> [THE RECORDS]:
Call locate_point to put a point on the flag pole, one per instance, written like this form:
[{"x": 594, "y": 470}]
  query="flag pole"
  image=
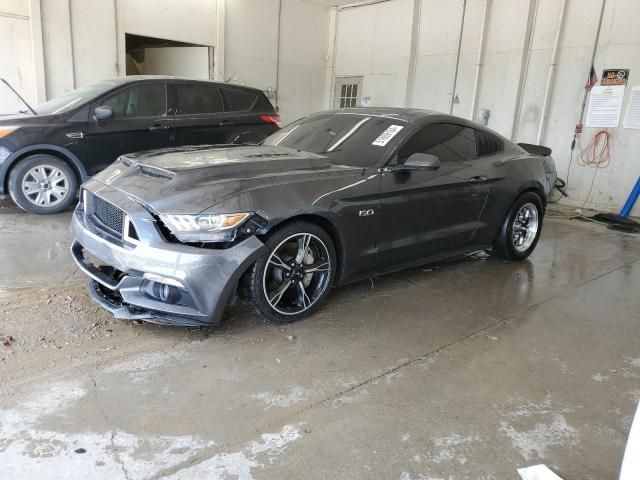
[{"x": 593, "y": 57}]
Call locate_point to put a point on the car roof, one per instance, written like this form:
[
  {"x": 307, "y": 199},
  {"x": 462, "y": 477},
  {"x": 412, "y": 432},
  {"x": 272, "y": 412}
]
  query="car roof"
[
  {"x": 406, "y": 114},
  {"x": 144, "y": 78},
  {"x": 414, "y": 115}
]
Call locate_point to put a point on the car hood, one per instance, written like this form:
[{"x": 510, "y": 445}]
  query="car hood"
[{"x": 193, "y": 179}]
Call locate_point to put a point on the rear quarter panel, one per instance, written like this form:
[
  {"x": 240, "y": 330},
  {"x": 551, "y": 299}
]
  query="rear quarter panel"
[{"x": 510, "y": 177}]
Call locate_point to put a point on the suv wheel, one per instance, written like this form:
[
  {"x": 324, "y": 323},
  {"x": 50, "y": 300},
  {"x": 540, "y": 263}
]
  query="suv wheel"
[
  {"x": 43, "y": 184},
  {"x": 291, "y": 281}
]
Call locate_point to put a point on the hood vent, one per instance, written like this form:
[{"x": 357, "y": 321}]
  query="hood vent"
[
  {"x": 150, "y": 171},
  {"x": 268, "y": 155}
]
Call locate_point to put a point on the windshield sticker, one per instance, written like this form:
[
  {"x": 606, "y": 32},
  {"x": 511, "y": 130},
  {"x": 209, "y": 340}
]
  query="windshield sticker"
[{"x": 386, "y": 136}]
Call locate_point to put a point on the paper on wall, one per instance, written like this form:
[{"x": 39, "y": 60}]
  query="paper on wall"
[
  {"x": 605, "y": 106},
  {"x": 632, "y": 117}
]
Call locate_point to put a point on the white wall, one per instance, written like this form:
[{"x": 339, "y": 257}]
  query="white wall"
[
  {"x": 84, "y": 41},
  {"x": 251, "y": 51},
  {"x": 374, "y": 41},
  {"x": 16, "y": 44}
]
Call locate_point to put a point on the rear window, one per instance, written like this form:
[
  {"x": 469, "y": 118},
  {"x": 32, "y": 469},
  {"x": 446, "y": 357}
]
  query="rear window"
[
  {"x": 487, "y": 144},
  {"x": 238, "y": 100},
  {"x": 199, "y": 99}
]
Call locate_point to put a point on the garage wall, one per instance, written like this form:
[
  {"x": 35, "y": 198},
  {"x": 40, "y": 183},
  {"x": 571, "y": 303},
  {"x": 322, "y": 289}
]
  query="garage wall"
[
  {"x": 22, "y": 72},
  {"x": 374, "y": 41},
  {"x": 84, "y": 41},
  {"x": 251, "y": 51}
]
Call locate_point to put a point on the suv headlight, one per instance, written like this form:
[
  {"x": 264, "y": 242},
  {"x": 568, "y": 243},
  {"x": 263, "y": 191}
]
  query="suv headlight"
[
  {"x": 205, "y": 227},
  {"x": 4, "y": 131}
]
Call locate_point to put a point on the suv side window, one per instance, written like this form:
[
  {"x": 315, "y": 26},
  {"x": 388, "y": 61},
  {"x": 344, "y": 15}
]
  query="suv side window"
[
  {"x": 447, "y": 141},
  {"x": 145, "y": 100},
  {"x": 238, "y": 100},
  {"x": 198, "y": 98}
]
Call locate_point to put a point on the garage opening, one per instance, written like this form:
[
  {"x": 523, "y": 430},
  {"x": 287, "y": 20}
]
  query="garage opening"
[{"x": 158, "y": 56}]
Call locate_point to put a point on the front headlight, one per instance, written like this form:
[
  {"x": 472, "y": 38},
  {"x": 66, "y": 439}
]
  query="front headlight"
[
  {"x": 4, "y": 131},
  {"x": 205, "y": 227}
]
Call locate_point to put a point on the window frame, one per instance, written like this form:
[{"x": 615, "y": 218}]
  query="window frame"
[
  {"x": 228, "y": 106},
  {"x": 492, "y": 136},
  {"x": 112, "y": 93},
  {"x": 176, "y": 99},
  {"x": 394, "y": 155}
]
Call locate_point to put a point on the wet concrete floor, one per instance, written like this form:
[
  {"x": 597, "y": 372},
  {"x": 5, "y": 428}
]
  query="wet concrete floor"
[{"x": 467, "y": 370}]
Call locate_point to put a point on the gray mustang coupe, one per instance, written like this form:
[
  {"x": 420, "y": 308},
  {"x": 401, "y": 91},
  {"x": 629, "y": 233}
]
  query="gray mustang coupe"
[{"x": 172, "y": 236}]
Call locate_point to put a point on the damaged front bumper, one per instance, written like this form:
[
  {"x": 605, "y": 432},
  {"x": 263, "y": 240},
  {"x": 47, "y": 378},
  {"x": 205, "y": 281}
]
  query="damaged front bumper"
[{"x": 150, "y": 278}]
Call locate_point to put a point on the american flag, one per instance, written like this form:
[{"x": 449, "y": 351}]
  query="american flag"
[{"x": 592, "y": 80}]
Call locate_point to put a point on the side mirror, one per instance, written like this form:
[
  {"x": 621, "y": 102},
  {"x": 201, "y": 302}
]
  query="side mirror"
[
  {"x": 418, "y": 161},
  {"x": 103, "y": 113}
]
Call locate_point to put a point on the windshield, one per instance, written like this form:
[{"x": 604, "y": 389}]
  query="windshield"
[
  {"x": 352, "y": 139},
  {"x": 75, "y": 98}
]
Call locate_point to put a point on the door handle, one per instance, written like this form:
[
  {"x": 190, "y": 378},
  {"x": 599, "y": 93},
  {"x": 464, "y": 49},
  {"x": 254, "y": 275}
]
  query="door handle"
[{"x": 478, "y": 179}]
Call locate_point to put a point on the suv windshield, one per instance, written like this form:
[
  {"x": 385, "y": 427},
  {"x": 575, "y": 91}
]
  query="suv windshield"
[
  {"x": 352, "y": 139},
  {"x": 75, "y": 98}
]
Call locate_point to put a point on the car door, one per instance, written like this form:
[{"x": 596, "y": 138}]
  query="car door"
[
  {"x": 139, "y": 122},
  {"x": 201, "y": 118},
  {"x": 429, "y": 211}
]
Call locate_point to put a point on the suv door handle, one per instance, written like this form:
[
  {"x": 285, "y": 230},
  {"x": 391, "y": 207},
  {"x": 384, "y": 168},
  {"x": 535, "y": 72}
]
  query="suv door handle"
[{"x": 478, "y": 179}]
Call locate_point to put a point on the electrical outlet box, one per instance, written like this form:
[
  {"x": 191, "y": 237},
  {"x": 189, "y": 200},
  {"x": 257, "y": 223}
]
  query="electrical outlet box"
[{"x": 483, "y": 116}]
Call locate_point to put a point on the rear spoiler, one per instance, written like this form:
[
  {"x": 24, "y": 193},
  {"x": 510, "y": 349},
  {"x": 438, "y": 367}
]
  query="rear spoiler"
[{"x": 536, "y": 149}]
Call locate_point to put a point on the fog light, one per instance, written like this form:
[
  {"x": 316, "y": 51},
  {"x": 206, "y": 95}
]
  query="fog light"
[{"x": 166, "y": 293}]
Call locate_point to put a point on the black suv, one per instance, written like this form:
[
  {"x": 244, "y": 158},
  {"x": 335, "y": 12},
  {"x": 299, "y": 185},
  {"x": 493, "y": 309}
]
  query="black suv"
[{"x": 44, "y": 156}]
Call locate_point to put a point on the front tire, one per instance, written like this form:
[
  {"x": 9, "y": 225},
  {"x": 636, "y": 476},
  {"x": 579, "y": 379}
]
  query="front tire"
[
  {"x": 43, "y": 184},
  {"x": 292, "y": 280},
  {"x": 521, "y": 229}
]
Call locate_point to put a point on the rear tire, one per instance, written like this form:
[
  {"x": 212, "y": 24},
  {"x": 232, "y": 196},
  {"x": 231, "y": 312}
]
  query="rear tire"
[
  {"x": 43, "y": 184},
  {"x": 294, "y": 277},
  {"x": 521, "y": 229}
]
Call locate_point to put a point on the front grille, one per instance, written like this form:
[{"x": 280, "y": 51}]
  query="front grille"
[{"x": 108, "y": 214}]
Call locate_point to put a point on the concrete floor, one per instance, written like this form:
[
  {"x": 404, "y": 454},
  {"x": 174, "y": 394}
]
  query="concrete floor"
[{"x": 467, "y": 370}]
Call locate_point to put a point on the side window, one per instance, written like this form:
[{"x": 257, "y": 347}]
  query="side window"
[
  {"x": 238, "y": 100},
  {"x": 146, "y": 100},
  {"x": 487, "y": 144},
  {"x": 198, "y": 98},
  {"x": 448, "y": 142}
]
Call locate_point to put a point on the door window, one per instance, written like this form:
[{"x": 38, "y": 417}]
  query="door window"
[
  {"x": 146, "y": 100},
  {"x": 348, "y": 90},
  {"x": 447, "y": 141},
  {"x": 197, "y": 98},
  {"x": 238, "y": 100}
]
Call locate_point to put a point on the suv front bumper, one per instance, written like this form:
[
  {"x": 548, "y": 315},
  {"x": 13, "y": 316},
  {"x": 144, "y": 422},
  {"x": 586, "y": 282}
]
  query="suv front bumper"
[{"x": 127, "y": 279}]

> [WHAT IS BEING ASKED]:
Reproduce word for word the lines of the entries starting at the one that contains "Call locate_point to put a point on the door window, one" and running through the final line of the entries, both ends included.

> [SOLUTION TO THIS TASK]:
Call locate_point to put a point on the door window, one per instance, written like this form:
[{"x": 38, "y": 417}]
  query="door window"
[
  {"x": 146, "y": 100},
  {"x": 348, "y": 90},
  {"x": 447, "y": 141},
  {"x": 197, "y": 98},
  {"x": 238, "y": 100}
]
Call locate_point to put a point on the suv front bumper, one per instance, written like this form:
[
  {"x": 548, "y": 315},
  {"x": 13, "y": 316},
  {"x": 144, "y": 422},
  {"x": 586, "y": 282}
]
  query="suv front bumper"
[{"x": 127, "y": 279}]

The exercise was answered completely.